Source data:
↓
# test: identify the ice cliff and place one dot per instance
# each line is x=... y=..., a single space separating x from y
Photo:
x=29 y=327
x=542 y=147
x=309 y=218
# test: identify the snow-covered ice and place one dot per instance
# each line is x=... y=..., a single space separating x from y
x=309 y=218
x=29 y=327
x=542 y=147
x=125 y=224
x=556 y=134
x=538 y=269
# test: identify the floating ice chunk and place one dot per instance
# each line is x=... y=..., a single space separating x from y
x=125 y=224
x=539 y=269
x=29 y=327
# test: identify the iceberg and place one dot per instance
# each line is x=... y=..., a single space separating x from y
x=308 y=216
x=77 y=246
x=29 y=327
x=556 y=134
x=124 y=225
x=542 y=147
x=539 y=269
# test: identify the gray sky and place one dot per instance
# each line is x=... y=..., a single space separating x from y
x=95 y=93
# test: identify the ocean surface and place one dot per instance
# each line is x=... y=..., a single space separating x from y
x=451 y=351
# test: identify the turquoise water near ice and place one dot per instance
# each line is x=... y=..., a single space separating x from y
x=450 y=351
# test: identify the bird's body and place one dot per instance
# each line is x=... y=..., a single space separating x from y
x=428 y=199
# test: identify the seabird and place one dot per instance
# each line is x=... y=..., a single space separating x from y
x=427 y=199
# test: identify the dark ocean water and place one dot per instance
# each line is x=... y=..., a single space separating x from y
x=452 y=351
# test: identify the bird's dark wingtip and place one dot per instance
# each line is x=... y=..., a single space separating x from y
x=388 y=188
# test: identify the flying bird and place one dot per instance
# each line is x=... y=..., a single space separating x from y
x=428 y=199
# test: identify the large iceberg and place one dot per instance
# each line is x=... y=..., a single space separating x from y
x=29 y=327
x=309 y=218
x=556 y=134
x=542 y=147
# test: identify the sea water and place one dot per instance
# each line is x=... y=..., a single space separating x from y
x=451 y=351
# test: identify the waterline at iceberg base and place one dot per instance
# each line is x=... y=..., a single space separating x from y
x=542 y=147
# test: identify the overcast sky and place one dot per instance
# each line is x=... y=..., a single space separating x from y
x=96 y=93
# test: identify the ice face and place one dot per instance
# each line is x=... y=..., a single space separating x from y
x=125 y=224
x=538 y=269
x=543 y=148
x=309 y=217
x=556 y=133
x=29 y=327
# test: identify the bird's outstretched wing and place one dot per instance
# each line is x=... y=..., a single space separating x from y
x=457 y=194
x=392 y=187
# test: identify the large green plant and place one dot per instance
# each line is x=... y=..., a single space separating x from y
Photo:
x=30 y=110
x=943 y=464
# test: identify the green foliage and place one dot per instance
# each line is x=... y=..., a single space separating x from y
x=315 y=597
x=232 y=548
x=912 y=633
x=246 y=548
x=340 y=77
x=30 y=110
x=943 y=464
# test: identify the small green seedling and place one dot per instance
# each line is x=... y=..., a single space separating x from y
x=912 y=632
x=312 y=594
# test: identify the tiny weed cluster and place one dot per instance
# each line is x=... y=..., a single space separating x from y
↑
_WHAT TO PRODUCE_
In the lines above, change each "identify" to "locate" and rewrite them with nothing else altered.

_THE COMPLETED TASK_
# test: locate the ice cliff and place one dot per instance
# each line is x=... y=..., a single space separating x from y
Photo:
x=29 y=327
x=542 y=147
x=309 y=218
# test: locate the snow-covered ice and place one dot per instance
# each line is x=... y=..., a single space separating x from y
x=309 y=218
x=29 y=327
x=542 y=147
x=125 y=224
x=556 y=134
x=538 y=269
# test: locate the floating ice chunk and place one dot per instance
# each line is x=... y=..., a single space separating x from y
x=125 y=224
x=539 y=269
x=29 y=327
# test: locate the iceberg and place one dot per instance
# each line is x=... y=..., a single space separating x from y
x=308 y=216
x=77 y=246
x=29 y=327
x=556 y=134
x=124 y=225
x=542 y=147
x=539 y=269
# test: locate the gray sky and place one dot per instance
# each line is x=... y=..., a single space separating x from y
x=95 y=93
# test: locate the ocean surface and place one dot per instance
# each line is x=... y=..., a single space separating x from y
x=451 y=351
# test: locate the turquoise water near ice and place one dot per instance
# each line is x=... y=..., a single space separating x from y
x=450 y=351
# test: locate the bird's body and place one dot per instance
# each line is x=... y=..., a single space separating x from y
x=428 y=199
# test: locate the seabird and place one dot per instance
# each line is x=... y=..., a single space separating x from y
x=427 y=199
# test: locate the dark ocean water and place one dot per instance
# each line is x=... y=..., a single space separating x from y
x=452 y=351
# test: locate the bird's dark wingtip and place one dot per instance
# each line is x=... y=..., a single space separating x from y
x=388 y=188
# test: locate the flying bird and place one dot per instance
# each line is x=... y=..., a single space separating x from y
x=428 y=199
# test: locate the large iceberg and place one dot per instance
# each line is x=... y=..., a single space separating x from y
x=29 y=327
x=309 y=218
x=556 y=134
x=542 y=147
# test: locate the sea water and place one dot per instance
# each line is x=... y=..., a single space separating x from y
x=451 y=351
# test: locate the waterline at iceberg base and place one dot per instance
# each line is x=... y=..., a single space separating x from y
x=542 y=147
# test: locate the overcast sky and place one dot per instance
# each line is x=... y=..., a single space separating x from y
x=96 y=93
# test: locate the ice face and place one dot per instance
# each line is x=... y=..., a single space separating x from y
x=125 y=224
x=538 y=269
x=543 y=148
x=309 y=217
x=556 y=133
x=29 y=327
# test: locate the bird's outstretched wing and place one dot per instance
# each line is x=... y=..., a single space separating x from y
x=457 y=194
x=392 y=187
# test: locate the large green plant and place one dot per instance
# each line is x=... y=..., a single space separating x from y
Photo:
x=30 y=110
x=943 y=464
# test: locate the green foliage and place one dot per instance
# each line is x=... y=..., a single space separating x from y
x=315 y=597
x=232 y=548
x=912 y=633
x=246 y=548
x=340 y=77
x=30 y=110
x=943 y=464
# test: locate the small green seedling and place one dot per instance
# each line is x=... y=..., a single space separating x from y
x=912 y=632
x=312 y=594
# test: locate the tiny weed cluster and place one dot per instance
# each line is x=... y=..., a single space separating x from y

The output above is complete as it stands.